§ ACTION ITEM:
Should the word "outline" occur in a line of the records, copy that line.

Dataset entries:
============================================================
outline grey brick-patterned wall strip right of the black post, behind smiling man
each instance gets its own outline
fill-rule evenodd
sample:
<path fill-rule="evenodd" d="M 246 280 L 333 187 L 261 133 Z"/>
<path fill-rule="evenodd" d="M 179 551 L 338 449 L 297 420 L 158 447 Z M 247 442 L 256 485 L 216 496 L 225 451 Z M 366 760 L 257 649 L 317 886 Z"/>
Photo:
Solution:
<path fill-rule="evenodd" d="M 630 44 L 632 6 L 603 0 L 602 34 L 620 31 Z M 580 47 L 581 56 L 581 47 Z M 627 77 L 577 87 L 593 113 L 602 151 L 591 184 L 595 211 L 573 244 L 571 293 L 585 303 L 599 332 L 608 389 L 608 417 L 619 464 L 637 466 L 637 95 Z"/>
============================================================
§ RESPONSE BELOW:
outline grey brick-patterned wall strip right of the black post, behind smiling man
each instance gets its own outline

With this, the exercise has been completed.